Start of SELECTED EXTRACT

Recently S. aureus FnBPA and FnBPB have been shown to be required for internalization of this organism by epithelial (11) and endothelial (25) cells. We examined the capacity of S. aureus 8325-4 and LS-1 to bind to fibronectin in order to determine if differences in binding could account for the variation in internalization of the two strains. Although 8325-4 bound slightly more to fibronectin than LS-1 the difference was not significant, suggesting that the ability to bind to fibronectin was not related to the number of recovered organisms.

To determine the role of FnBPA and FnBPB in adhesion to, and internalization by, osteoblasts, we used isogenic mutants of S. aureus strain 8325-4 and LS-1 with disruptions of the genes for these two proteins. The isogenic mutants were 10-fold less adherent to osteoblasts than the parental strains, demonstrating that the fibronectin binding proteins of S. aureus were the predominant adhesins for osteoblasts. However, this does not rule out a role for other adhesins. Similar reductions in the levels of adherence of isogenic mutants, defective in the fibronectin binding proteins, to endothelial cells have been reported (25). However, Dziewanowska et al. (11) recently reported that similar isogenic mutants of S. aureus were reduced in the ability to adhere to epithelial cells by only 40% compared to the parental strain. The differences in adhesion to different mammalian cell types are likely to be due to differences in matrix molecules expressed by these cells. Isogenic mutants of 8325-4 and LS-1 were not internalized in significant numbers by osteoblasts, demonstrating the essential role of the fibronectin binding proteins in this process. This finding was in agreement with those reported for epithelial (11) and endothelial (25) cells.

End of SELECTED EXTRACT
Start of SUPPLIED DATA

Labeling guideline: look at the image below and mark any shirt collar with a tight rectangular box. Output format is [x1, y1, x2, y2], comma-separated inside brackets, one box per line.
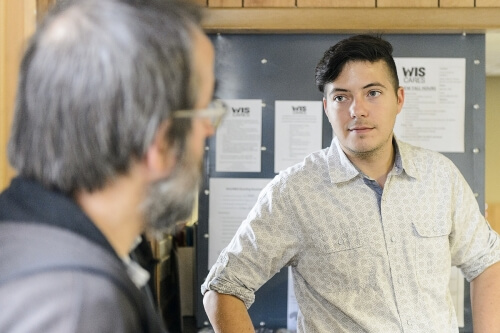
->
[327, 137, 418, 184]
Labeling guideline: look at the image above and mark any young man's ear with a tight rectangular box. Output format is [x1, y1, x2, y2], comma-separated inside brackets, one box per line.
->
[145, 120, 177, 179]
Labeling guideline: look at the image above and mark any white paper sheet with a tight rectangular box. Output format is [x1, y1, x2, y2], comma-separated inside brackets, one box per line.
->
[215, 99, 262, 172]
[208, 178, 271, 269]
[394, 58, 465, 152]
[274, 101, 323, 173]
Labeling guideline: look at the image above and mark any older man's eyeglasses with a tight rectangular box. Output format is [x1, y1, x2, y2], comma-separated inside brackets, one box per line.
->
[172, 99, 228, 129]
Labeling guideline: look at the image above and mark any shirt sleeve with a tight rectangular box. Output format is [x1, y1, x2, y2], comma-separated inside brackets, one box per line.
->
[450, 161, 500, 282]
[201, 176, 302, 308]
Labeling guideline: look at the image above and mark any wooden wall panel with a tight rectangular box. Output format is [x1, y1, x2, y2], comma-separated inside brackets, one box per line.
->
[439, 0, 474, 8]
[485, 203, 500, 233]
[297, 0, 376, 8]
[243, 0, 295, 8]
[377, 0, 439, 8]
[36, 0, 56, 22]
[208, 0, 243, 7]
[476, 0, 500, 7]
[0, 0, 36, 190]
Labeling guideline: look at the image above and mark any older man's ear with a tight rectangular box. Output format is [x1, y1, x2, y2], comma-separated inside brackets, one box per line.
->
[144, 120, 177, 180]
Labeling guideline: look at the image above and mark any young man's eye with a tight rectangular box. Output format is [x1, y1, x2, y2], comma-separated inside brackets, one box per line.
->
[368, 90, 381, 97]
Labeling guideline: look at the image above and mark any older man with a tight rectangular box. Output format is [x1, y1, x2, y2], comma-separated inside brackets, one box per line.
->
[0, 0, 225, 332]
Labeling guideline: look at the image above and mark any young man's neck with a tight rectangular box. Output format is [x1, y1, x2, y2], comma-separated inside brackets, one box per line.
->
[346, 139, 395, 188]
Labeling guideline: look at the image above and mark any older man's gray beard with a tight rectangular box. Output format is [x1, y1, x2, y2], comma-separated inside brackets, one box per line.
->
[143, 158, 201, 236]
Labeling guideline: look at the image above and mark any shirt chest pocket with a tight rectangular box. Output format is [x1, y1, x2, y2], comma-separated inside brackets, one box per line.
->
[413, 220, 451, 289]
[301, 229, 375, 293]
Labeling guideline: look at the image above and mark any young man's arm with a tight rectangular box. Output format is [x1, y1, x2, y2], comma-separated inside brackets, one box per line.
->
[203, 290, 255, 333]
[470, 262, 500, 333]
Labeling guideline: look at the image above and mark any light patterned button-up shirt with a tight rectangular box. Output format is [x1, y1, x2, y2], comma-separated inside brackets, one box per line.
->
[202, 139, 500, 333]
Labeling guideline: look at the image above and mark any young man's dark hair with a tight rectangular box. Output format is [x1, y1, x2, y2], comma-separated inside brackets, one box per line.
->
[316, 35, 399, 93]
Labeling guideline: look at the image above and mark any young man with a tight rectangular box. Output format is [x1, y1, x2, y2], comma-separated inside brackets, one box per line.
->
[202, 35, 500, 333]
[0, 0, 225, 333]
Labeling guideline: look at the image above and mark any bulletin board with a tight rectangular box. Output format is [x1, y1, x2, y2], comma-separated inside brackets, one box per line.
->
[195, 34, 485, 332]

End of SUPPLIED DATA

* _WHAT YOU NEED TO DO_:
Please output the stretch of the S. aureus passage from "Recently S. aureus FnBPA" through "of recovered organisms.", copied word for word.

* _EXPECTED OUTPUT_:
Recently S. aureus FnBPA and FnBPB have been shown to be required for internalization of this organism by epithelial (11) and endothelial (25) cells. We examined the capacity of S. aureus 8325-4 and LS-1 to bind to fibronectin in order to determine if differences in binding could account for the variation in internalization of the two strains. Although 8325-4 bound slightly more to fibronectin than LS-1 the difference was not significant, suggesting that the ability to bind to fibronectin was not related to the number of recovered organisms.